Trecho do texto:
☆ ☆ ☆ ☆ ☆ ☆ ☆
Foto: Chico Carneiro

Todo operador de cinema tinha também que ser revisor. Quando a fita era nova não havia problema. Mas nem sempre era assim. Principalmente no interior, onde as fitas chegavam já com bastante tempo de exibições quase que diárias, às vezes anos. Isso mesmo, anos. Até meados dos anos 80, todo filme a ser exibido em território nacional recebia um certificado de censura da policia federal com validade para cinco anos. Depois disso, se houvesse interesse da distribuidora em renovar a censura, isso era feito por mais cinco anos; caso contrário, as cópias eram recolhidas e incineradas.
As fitas muito rodadas chegavam por aqui em estado lamentável de conservação. Vários fatores contribuíam para isso, tais como: exibições constantes sem revisão, mau trato no enrolamento das partes, exibições em projetores velhos e mal conservados e finalmente o próprio descaso da maioria dos projecionistas, também chamados de operadores.
Um bom operador era também um bom revisor. Alguns faziam verdadeiros milagres para exibir, sem problemas, cópias completamente dilaceradas pelo uso. Dois dos melhores operadores que conheci foram o Odílio e o Ademar. Ambos escolados pelo papai, que desenvolveu técnicas pessoais de aproveitamento de fitas estragadas.
☆ ☆ ☆ ☆ ☆ ☆ ☆
Trecho do conjunto de dados:
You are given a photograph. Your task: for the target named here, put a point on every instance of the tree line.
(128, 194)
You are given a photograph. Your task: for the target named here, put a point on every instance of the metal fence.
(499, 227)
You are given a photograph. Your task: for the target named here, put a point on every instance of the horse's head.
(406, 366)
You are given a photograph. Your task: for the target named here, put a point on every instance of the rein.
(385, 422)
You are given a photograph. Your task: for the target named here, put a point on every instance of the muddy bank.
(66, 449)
☆ ☆ ☆ ☆ ☆ ☆ ☆
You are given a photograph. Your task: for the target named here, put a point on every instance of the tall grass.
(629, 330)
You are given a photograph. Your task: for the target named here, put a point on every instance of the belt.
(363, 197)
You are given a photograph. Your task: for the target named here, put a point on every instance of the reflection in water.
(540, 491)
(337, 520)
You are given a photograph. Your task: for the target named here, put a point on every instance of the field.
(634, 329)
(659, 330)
☆ ☆ ☆ ☆ ☆ ☆ ☆
O que se pede:
Transcreva, sem nenhuma alteração, a passagem do texto sobre os operadores de cinema que vai de "Foto: Chico Carneiro" a "recolhidas e incineradas.". A listagem não tem nenhum papel nesta atividade.

Resolução completa:
Foto: Chico Carneiro

Todo operador de cinema tinha também que ser revisor. Quando a fita era nova não havia problema. Mas nem sempre era assim. Principalmente no interior, onde as fitas chegavam já com bastante tempo de exibições quase que diárias, às vezes anos. Isso mesmo, anos. Até meados dos anos 80, todo filme a ser exibido em território nacional recebia um certificado de censura da policia federal com validade para cinco anos. Depois disso, se houvesse interesse da distribuidora em renovar a censura, isso era feito por mais cinco anos; caso contrário, as cópias eram recolhidas e incineradas.